▸ **Consegna**:
Riscrivi il tratto che va dall'inizio delle voci fino alla riga con "[413,136,467,188]", compresa, sostituendo "bald" con "shaved" e lasciando invariato tutto il resto.

▸ **Dati di partenza**:
————————
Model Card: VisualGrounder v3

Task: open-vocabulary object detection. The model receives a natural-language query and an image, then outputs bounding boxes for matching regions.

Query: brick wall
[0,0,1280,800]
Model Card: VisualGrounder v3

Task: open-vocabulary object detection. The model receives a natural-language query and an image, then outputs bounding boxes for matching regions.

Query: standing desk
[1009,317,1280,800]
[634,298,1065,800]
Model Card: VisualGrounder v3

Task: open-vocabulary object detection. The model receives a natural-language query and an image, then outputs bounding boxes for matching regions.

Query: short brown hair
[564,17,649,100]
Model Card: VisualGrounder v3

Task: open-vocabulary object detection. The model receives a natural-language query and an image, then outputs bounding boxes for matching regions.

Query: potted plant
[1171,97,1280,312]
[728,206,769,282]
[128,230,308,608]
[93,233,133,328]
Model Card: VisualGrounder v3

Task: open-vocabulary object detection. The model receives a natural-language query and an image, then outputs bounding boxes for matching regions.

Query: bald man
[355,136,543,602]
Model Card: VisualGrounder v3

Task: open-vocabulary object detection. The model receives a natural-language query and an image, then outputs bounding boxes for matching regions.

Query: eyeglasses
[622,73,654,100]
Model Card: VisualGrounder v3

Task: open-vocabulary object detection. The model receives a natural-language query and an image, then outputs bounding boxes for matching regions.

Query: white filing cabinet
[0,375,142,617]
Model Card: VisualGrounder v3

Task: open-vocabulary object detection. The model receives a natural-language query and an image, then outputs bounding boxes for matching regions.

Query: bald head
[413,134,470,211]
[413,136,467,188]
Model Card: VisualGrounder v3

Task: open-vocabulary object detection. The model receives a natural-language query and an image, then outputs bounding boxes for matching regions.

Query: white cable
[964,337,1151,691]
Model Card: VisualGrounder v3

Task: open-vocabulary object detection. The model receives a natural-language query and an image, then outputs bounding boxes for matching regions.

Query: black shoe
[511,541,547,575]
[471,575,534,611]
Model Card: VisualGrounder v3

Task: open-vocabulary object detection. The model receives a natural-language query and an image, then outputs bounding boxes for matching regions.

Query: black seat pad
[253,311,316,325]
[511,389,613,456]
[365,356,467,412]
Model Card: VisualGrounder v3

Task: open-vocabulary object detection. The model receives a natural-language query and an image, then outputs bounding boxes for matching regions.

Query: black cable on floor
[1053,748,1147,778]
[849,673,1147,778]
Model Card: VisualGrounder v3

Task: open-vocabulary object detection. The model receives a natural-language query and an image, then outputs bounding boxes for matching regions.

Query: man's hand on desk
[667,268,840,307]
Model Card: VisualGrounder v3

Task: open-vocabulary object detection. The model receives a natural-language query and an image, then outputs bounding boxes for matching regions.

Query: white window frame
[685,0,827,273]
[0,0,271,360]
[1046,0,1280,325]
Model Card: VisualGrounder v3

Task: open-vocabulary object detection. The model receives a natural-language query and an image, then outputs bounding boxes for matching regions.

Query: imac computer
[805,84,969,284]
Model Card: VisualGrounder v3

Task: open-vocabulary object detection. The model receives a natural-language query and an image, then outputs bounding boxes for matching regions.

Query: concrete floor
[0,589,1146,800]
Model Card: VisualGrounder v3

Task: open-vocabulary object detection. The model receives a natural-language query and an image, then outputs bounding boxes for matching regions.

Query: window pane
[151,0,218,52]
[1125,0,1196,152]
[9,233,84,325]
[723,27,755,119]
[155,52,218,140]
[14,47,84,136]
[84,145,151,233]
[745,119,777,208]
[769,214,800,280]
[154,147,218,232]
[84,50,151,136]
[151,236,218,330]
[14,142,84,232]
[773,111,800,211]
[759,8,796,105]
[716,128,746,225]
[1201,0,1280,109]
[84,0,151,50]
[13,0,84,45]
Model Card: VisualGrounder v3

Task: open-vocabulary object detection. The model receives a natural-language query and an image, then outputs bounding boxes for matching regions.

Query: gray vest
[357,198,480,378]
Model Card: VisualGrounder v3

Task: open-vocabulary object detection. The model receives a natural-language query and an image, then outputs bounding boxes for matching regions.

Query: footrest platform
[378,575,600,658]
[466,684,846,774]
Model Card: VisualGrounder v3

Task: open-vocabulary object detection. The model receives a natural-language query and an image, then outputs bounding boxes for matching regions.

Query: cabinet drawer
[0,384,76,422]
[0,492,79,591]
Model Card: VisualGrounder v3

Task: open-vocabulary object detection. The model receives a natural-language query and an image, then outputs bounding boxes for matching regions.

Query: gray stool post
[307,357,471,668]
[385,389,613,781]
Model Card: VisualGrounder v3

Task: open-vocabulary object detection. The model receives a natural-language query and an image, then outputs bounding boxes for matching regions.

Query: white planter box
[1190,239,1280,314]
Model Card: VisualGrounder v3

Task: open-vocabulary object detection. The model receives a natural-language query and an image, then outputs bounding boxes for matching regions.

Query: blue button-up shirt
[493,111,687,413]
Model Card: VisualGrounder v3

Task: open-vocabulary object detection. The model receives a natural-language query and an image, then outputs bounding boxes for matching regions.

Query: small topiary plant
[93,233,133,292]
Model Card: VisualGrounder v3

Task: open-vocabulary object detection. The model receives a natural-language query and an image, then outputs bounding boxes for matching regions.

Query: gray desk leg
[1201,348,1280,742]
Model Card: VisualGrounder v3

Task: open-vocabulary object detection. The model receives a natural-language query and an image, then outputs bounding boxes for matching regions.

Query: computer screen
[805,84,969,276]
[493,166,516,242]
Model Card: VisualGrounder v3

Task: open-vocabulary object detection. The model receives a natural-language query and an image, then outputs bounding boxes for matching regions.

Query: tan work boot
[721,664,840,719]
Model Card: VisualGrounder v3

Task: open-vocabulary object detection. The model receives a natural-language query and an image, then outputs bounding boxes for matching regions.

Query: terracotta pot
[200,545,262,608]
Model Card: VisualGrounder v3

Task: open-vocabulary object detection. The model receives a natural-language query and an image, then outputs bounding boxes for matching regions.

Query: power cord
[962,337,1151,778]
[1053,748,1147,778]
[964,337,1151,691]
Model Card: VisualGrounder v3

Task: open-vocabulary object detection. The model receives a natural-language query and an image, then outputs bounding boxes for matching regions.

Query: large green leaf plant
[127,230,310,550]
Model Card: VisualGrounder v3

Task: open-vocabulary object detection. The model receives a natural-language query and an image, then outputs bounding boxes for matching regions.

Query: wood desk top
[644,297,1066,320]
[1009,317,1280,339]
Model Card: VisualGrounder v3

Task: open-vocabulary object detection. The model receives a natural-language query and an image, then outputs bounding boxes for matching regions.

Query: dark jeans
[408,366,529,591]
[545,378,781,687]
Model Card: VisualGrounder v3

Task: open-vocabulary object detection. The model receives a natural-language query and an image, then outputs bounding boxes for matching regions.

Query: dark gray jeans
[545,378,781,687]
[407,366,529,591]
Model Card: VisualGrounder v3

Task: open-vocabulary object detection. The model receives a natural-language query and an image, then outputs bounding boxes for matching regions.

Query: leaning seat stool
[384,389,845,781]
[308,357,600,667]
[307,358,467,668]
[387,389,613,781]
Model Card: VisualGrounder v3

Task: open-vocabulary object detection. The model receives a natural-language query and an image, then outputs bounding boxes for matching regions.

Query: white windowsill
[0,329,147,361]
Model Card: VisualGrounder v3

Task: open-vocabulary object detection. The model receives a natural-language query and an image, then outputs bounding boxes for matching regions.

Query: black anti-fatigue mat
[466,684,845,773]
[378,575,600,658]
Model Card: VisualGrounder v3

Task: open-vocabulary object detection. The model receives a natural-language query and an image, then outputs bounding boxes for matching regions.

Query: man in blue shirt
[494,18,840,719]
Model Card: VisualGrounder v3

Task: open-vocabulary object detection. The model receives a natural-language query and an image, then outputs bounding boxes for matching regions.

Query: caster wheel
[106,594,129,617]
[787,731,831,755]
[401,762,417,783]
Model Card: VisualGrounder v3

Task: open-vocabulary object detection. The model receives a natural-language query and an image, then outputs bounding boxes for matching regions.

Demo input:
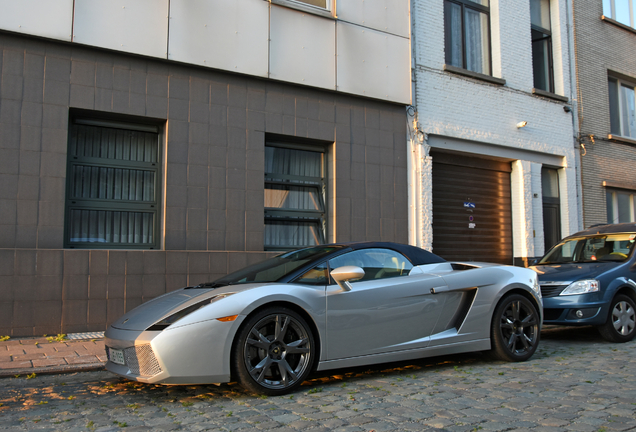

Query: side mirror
[331,266,364,291]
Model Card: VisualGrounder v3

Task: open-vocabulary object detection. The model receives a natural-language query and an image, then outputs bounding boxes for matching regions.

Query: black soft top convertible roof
[568,222,636,237]
[334,242,446,265]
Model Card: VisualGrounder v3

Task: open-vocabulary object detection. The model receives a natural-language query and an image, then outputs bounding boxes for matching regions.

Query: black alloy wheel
[233,307,315,396]
[490,294,541,361]
[598,294,636,343]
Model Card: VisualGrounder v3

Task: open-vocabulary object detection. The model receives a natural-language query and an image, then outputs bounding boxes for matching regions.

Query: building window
[64,118,161,249]
[265,143,326,250]
[541,167,561,252]
[530,0,554,93]
[444,0,491,75]
[603,0,636,28]
[608,77,636,139]
[605,188,636,223]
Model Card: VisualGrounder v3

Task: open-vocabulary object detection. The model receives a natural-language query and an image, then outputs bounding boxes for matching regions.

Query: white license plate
[108,347,126,364]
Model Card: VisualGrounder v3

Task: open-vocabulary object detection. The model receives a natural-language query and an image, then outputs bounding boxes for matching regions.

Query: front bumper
[543,294,609,326]
[104,317,242,384]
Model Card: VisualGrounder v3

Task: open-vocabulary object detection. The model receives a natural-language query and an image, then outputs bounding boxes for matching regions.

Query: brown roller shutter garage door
[432,152,513,264]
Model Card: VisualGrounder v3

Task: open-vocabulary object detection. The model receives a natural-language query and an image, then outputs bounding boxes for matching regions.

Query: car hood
[111,288,219,330]
[530,262,622,282]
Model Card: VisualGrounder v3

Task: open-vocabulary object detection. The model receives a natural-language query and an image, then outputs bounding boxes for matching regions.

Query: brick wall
[412,0,578,257]
[574,0,636,227]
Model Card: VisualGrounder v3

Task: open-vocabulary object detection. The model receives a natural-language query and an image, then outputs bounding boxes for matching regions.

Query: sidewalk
[0,333,106,377]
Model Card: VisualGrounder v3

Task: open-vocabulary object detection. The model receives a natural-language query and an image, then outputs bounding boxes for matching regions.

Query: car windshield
[201,246,343,287]
[538,233,636,265]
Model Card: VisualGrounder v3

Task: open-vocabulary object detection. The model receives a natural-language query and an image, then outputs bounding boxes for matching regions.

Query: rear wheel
[233,307,315,395]
[598,294,636,342]
[490,294,540,361]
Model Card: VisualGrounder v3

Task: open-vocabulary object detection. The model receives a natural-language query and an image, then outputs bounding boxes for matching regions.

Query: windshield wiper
[186,282,227,289]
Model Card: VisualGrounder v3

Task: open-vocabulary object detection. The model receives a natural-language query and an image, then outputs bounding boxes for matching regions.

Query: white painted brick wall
[412,0,578,257]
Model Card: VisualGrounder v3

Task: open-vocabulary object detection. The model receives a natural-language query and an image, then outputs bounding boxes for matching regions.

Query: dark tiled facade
[0,33,408,336]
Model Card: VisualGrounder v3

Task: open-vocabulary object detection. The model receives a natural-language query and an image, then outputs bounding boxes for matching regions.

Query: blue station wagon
[531,223,636,342]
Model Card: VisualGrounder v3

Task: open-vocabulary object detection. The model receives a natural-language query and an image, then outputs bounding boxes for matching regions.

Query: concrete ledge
[0,362,106,378]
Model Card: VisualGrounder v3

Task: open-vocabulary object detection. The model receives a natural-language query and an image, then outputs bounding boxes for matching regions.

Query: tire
[598,294,636,343]
[490,294,540,361]
[232,307,316,396]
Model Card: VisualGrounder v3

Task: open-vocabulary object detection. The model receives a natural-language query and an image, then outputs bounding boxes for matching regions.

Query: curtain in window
[67,125,158,245]
[265,147,324,248]
[444,2,464,68]
[612,0,632,26]
[464,8,490,74]
[621,86,636,138]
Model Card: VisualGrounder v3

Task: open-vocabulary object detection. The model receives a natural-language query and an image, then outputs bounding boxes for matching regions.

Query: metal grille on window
[66,121,159,248]
[265,145,325,250]
[444,0,490,75]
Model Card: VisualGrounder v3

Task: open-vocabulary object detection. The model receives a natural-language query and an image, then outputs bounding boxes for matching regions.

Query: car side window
[294,262,329,285]
[329,248,413,281]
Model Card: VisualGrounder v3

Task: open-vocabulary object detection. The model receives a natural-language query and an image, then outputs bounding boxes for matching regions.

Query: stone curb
[0,362,106,378]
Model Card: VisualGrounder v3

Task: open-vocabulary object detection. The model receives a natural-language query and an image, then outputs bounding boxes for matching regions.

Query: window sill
[601,180,636,191]
[601,15,636,33]
[607,134,636,145]
[532,89,570,102]
[444,65,506,86]
[270,0,336,20]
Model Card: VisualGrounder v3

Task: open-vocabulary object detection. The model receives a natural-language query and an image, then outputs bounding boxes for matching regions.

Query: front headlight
[559,279,601,295]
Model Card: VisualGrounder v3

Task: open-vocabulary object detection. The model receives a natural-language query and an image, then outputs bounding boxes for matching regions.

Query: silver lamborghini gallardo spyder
[105,242,543,395]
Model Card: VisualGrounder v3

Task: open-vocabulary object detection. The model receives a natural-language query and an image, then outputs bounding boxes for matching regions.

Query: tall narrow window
[64,119,161,249]
[603,0,636,28]
[530,0,554,93]
[605,188,636,223]
[444,0,491,75]
[608,77,636,139]
[265,143,326,250]
[541,168,561,252]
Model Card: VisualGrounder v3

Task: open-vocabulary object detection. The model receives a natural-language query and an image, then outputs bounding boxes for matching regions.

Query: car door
[326,248,444,360]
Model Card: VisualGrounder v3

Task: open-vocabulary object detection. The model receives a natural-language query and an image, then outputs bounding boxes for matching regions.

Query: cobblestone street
[0,328,636,432]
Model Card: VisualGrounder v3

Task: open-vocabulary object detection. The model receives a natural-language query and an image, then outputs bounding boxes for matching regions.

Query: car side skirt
[316,338,490,371]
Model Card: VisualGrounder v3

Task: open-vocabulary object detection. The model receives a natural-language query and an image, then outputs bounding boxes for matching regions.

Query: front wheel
[598,294,636,342]
[233,307,315,396]
[490,294,540,361]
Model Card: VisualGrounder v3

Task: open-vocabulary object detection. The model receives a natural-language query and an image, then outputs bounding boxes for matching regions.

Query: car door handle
————————
▸ **Risposta**:
Model Card: VisualGrounder v3

Task: open-vocabulary object detection. The model receives a natural-language query and an image, then outputs bounding boxes for matching regions.

Query: brick wall
[0,0,1280,800]
Model Card: VisualGrounder v3

Task: open-vocabulary object detection. The model receives a natural-language query and an image, then outputs bounding boxes for matching regions.

Query: standing desk
[1009,317,1280,800]
[634,298,1065,800]
Model Card: VisualGrounder v3

Task: open-vocabulary object detection. The model receives a natural-language query and an image, then outputs bounding boxes for matching regions.

Query: short brown hair
[564,17,649,100]
Model Card: VisualGrounder v3

Task: open-vocabulary object detection. The model receives a natural-language query and an image, then outputs bounding boxes for matching regions.

Query: potted plant
[1171,97,1280,312]
[728,206,769,282]
[128,230,308,608]
[93,233,133,328]
Model Card: VisualGrounder v3

Task: open-vocabulary object detection. The model receives a natural-language query and an image, then outputs bounding boxes for matching regions.

Query: shaved man
[355,136,543,602]
Model Card: VisualGrounder v3

Task: open-vocabulary object detection. The model receives a natural-language query and an image, then outputs bounding boxes for matching regions.

Query: eyeglasses
[622,73,654,100]
Model Card: VisualGrounder v3

Task: open-vocabulary object detection. The model receives a natural-language query and an image, then outputs bounding boxes for matching regions.

Query: white filing cabinet
[0,375,142,617]
Model Card: VisualGrounder v3

Task: open-vocabulary object detection. The model receives a natural-language query and an image, then outputs bounding boxes for matching regions.

Query: shaved head
[413,134,470,211]
[413,136,467,188]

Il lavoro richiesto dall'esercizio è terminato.